__Given request__
How many lines of the listing below contain the string "logo"? Case matters, and reply with the number alone.

Stored items
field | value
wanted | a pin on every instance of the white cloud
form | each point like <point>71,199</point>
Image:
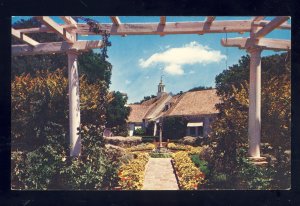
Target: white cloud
<point>174,69</point>
<point>189,54</point>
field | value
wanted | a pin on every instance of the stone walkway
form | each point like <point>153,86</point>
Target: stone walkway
<point>159,175</point>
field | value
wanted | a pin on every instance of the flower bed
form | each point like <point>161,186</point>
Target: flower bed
<point>174,146</point>
<point>132,174</point>
<point>189,176</point>
<point>190,149</point>
<point>123,141</point>
<point>142,147</point>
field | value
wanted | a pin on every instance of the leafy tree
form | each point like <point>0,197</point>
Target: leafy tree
<point>42,100</point>
<point>117,112</point>
<point>147,98</point>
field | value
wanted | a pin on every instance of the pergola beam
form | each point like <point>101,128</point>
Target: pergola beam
<point>23,37</point>
<point>69,20</point>
<point>70,38</point>
<point>277,21</point>
<point>162,20</point>
<point>149,28</point>
<point>210,19</point>
<point>54,47</point>
<point>116,20</point>
<point>257,18</point>
<point>266,44</point>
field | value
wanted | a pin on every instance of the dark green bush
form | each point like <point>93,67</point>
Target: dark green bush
<point>201,164</point>
<point>149,139</point>
<point>139,132</point>
<point>50,167</point>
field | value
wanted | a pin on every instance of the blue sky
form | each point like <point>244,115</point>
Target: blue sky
<point>186,61</point>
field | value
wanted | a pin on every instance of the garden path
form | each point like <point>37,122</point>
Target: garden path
<point>159,175</point>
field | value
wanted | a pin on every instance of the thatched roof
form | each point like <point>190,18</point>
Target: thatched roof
<point>137,112</point>
<point>195,103</point>
<point>192,103</point>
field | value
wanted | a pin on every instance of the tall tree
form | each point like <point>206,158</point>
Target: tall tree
<point>230,130</point>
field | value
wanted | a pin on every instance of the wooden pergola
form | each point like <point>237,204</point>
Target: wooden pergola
<point>257,27</point>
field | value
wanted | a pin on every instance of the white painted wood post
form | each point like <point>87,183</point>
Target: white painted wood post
<point>154,129</point>
<point>74,103</point>
<point>197,133</point>
<point>254,124</point>
<point>160,135</point>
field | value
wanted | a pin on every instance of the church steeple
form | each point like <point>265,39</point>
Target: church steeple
<point>161,87</point>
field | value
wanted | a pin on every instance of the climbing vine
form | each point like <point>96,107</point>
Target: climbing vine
<point>96,28</point>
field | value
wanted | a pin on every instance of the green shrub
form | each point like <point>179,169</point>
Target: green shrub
<point>50,167</point>
<point>201,164</point>
<point>139,132</point>
<point>149,138</point>
<point>252,176</point>
<point>132,174</point>
<point>123,141</point>
<point>160,155</point>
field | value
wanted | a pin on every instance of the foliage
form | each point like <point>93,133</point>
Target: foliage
<point>41,100</point>
<point>117,112</point>
<point>201,164</point>
<point>89,63</point>
<point>49,167</point>
<point>254,177</point>
<point>189,175</point>
<point>149,139</point>
<point>174,127</point>
<point>230,130</point>
<point>142,147</point>
<point>178,146</point>
<point>160,154</point>
<point>123,141</point>
<point>132,174</point>
<point>150,128</point>
<point>139,131</point>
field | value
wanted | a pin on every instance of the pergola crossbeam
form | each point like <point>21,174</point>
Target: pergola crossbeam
<point>277,21</point>
<point>257,18</point>
<point>162,20</point>
<point>152,28</point>
<point>69,20</point>
<point>116,20</point>
<point>266,44</point>
<point>23,37</point>
<point>55,47</point>
<point>210,19</point>
<point>70,38</point>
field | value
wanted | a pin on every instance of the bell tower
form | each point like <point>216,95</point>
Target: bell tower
<point>161,87</point>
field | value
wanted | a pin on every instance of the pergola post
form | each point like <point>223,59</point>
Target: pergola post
<point>74,103</point>
<point>160,135</point>
<point>254,124</point>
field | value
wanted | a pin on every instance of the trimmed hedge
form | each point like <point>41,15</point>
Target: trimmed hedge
<point>189,176</point>
<point>132,174</point>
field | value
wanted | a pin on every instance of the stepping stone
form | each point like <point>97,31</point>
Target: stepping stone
<point>159,175</point>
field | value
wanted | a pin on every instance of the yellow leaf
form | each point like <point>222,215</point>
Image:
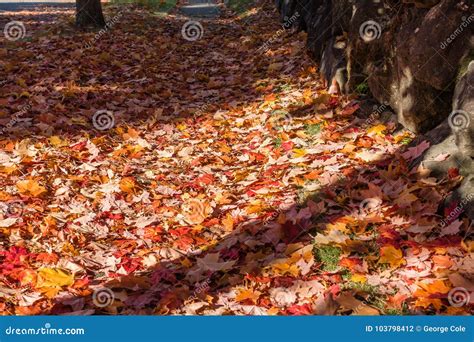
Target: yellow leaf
<point>359,278</point>
<point>248,294</point>
<point>285,268</point>
<point>299,152</point>
<point>127,184</point>
<point>55,141</point>
<point>30,187</point>
<point>391,255</point>
<point>228,222</point>
<point>405,199</point>
<point>377,130</point>
<point>54,277</point>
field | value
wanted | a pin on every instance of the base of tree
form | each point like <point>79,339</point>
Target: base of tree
<point>89,14</point>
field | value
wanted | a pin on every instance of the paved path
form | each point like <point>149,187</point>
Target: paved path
<point>201,8</point>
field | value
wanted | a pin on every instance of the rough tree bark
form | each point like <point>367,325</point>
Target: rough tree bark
<point>89,14</point>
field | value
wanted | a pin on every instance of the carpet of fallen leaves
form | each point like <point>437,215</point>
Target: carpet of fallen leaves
<point>230,183</point>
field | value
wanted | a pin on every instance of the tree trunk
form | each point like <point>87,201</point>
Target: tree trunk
<point>89,14</point>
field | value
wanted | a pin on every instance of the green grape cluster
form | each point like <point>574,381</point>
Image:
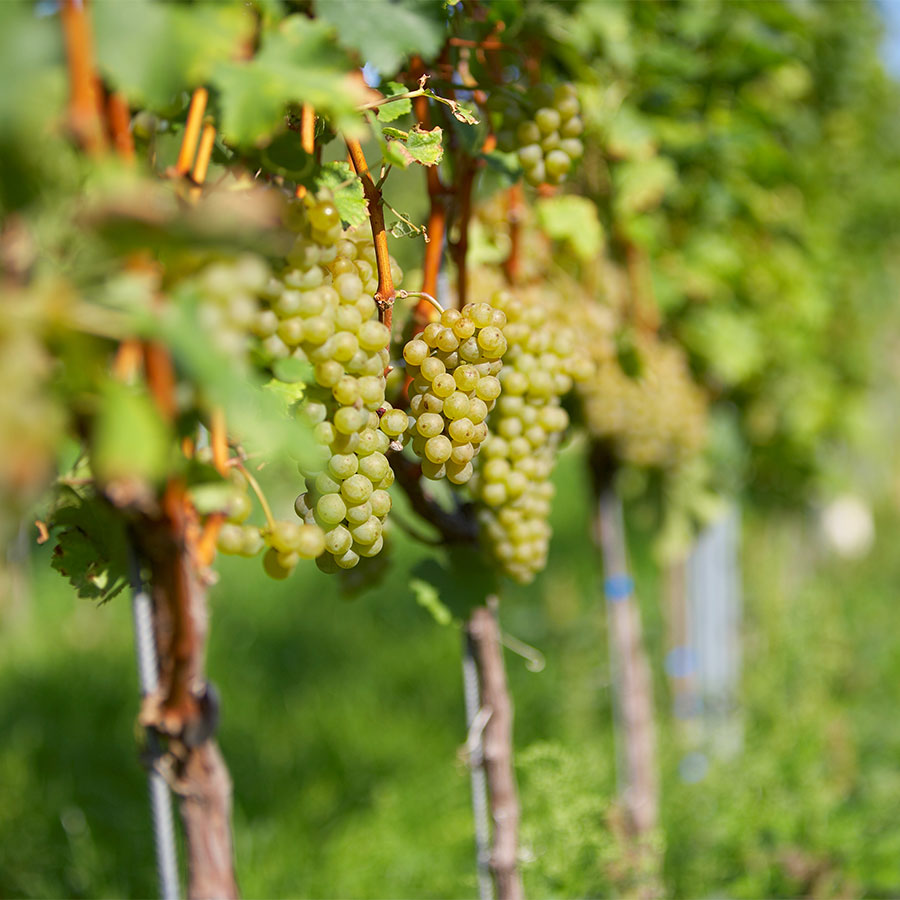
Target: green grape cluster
<point>657,419</point>
<point>512,480</point>
<point>229,301</point>
<point>288,542</point>
<point>545,135</point>
<point>454,365</point>
<point>322,311</point>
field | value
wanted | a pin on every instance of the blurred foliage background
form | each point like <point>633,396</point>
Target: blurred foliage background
<point>343,722</point>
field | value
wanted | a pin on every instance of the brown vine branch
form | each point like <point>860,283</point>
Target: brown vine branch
<point>191,131</point>
<point>437,214</point>
<point>644,309</point>
<point>460,247</point>
<point>455,527</point>
<point>515,211</point>
<point>497,745</point>
<point>204,155</point>
<point>119,119</point>
<point>308,129</point>
<point>384,296</point>
<point>85,111</point>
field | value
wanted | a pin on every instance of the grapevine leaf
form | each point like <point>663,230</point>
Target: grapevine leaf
<point>284,156</point>
<point>211,496</point>
<point>389,112</point>
<point>152,51</point>
<point>574,220</point>
<point>260,419</point>
<point>642,184</point>
<point>92,545</point>
<point>425,147</point>
<point>385,32</point>
<point>392,151</point>
<point>428,598</point>
<point>297,63</point>
<point>287,393</point>
<point>130,439</point>
<point>458,580</point>
<point>346,189</point>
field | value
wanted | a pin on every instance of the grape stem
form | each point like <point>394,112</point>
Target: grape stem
<point>254,484</point>
<point>437,215</point>
<point>423,295</point>
<point>384,296</point>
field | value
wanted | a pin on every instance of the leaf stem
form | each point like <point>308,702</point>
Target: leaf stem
<point>437,215</point>
<point>422,295</point>
<point>385,294</point>
<point>308,129</point>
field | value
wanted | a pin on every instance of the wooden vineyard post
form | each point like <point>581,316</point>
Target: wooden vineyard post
<point>475,757</point>
<point>483,632</point>
<point>631,678</point>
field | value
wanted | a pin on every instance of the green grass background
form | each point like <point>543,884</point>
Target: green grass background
<point>342,722</point>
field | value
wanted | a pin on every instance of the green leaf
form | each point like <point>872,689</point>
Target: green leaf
<point>284,156</point>
<point>642,184</point>
<point>574,220</point>
<point>298,63</point>
<point>346,188</point>
<point>130,440</point>
<point>425,147</point>
<point>152,51</point>
<point>285,392</point>
<point>428,598</point>
<point>385,32</point>
<point>92,545</point>
<point>261,419</point>
<point>390,112</point>
<point>211,496</point>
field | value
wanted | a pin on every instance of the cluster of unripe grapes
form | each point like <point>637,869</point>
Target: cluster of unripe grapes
<point>287,542</point>
<point>321,310</point>
<point>656,419</point>
<point>229,307</point>
<point>512,480</point>
<point>544,133</point>
<point>327,316</point>
<point>454,365</point>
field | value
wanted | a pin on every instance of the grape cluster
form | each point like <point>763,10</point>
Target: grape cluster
<point>657,419</point>
<point>454,365</point>
<point>545,137</point>
<point>229,301</point>
<point>288,542</point>
<point>322,311</point>
<point>512,480</point>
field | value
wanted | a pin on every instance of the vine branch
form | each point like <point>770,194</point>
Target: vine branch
<point>455,527</point>
<point>385,294</point>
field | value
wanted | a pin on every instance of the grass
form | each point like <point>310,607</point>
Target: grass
<point>342,722</point>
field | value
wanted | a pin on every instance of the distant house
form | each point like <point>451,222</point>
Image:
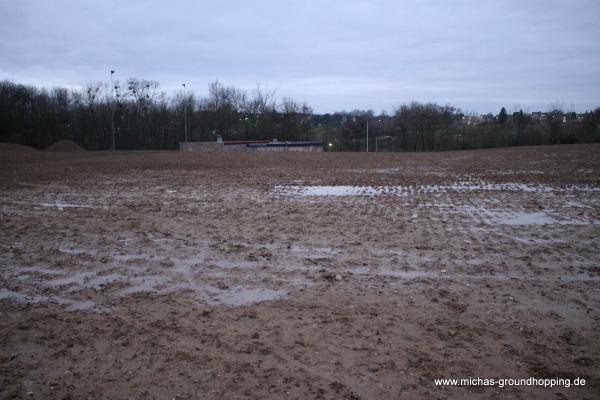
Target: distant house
<point>250,145</point>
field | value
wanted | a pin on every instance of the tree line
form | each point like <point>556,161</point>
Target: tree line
<point>146,118</point>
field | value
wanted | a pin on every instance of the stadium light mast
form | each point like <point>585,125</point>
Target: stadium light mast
<point>184,113</point>
<point>377,137</point>
<point>112,109</point>
<point>367,135</point>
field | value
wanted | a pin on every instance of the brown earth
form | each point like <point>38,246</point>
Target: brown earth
<point>209,276</point>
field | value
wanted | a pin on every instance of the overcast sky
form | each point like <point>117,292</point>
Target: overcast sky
<point>335,55</point>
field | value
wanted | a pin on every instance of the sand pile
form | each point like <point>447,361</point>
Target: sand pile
<point>13,147</point>
<point>66,145</point>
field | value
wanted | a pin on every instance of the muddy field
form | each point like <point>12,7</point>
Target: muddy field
<point>322,276</point>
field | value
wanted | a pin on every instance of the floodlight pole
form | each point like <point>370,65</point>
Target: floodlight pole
<point>184,112</point>
<point>112,109</point>
<point>367,135</point>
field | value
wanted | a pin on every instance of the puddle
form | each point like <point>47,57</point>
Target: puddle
<point>333,191</point>
<point>239,295</point>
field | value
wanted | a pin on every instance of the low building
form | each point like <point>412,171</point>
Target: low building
<point>250,145</point>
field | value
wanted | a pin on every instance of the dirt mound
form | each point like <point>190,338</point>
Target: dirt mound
<point>16,147</point>
<point>65,145</point>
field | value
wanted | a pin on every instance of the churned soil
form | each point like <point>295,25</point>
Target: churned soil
<point>154,275</point>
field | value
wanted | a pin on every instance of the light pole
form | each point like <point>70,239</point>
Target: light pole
<point>112,109</point>
<point>184,112</point>
<point>367,135</point>
<point>376,137</point>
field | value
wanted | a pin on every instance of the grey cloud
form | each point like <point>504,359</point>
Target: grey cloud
<point>333,54</point>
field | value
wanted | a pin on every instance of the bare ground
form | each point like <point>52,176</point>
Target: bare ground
<point>170,275</point>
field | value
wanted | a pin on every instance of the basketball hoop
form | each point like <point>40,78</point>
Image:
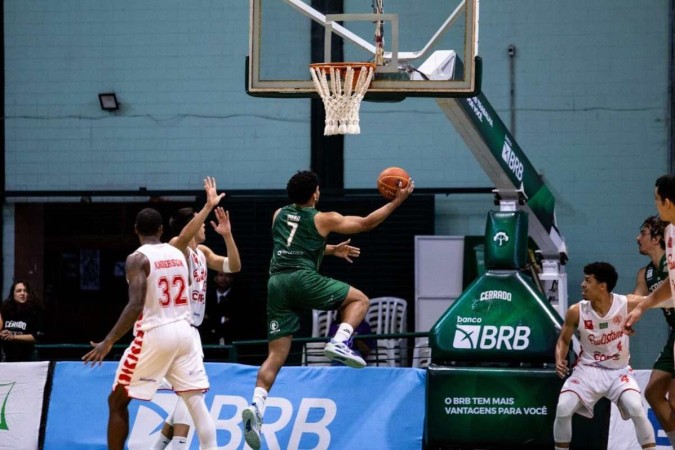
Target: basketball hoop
<point>342,87</point>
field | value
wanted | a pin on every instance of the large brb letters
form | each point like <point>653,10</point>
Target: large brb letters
<point>322,410</point>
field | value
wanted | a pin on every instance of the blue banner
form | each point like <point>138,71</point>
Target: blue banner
<point>308,407</point>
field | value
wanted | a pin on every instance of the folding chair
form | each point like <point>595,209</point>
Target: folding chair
<point>387,315</point>
<point>312,352</point>
<point>421,353</point>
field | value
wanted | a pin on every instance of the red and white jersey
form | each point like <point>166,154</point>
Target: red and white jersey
<point>199,273</point>
<point>669,237</point>
<point>603,341</point>
<point>166,296</point>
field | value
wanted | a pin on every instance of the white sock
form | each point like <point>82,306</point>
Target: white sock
<point>259,398</point>
<point>671,437</point>
<point>162,442</point>
<point>204,424</point>
<point>344,332</point>
<point>179,443</point>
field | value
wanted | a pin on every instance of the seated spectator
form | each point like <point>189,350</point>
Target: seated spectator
<point>362,347</point>
<point>20,323</point>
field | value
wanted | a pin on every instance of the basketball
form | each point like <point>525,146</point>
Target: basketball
<point>387,181</point>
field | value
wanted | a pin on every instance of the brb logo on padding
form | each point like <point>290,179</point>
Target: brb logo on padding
<point>488,337</point>
<point>501,238</point>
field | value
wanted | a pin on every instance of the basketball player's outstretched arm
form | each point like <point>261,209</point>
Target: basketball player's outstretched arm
<point>343,250</point>
<point>334,222</point>
<point>190,230</point>
<point>137,269</point>
<point>562,347</point>
<point>660,298</point>
<point>230,263</point>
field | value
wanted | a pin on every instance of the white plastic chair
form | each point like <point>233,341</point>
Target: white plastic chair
<point>312,352</point>
<point>387,315</point>
<point>422,353</point>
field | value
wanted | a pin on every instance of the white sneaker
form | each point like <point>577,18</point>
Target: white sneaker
<point>338,351</point>
<point>252,422</point>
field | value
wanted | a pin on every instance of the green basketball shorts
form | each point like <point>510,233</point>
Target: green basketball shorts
<point>290,292</point>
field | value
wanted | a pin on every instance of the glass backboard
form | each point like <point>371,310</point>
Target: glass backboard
<point>421,47</point>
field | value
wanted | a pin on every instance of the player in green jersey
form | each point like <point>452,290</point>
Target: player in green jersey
<point>299,234</point>
<point>651,244</point>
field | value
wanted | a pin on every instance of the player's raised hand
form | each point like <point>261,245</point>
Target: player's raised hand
<point>402,193</point>
<point>223,227</point>
<point>95,356</point>
<point>212,196</point>
<point>346,251</point>
<point>561,368</point>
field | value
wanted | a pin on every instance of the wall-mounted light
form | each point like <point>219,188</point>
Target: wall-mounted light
<point>108,101</point>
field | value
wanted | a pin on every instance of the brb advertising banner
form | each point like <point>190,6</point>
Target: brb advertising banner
<point>322,407</point>
<point>21,392</point>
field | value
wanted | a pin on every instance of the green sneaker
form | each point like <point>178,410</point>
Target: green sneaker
<point>252,422</point>
<point>339,351</point>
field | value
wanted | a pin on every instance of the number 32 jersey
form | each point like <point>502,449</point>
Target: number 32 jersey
<point>166,297</point>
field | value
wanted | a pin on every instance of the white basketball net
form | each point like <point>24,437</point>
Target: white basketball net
<point>341,101</point>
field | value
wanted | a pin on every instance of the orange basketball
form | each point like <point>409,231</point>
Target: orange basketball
<point>388,181</point>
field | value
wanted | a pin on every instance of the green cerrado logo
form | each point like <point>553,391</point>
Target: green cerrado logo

__The solution__
4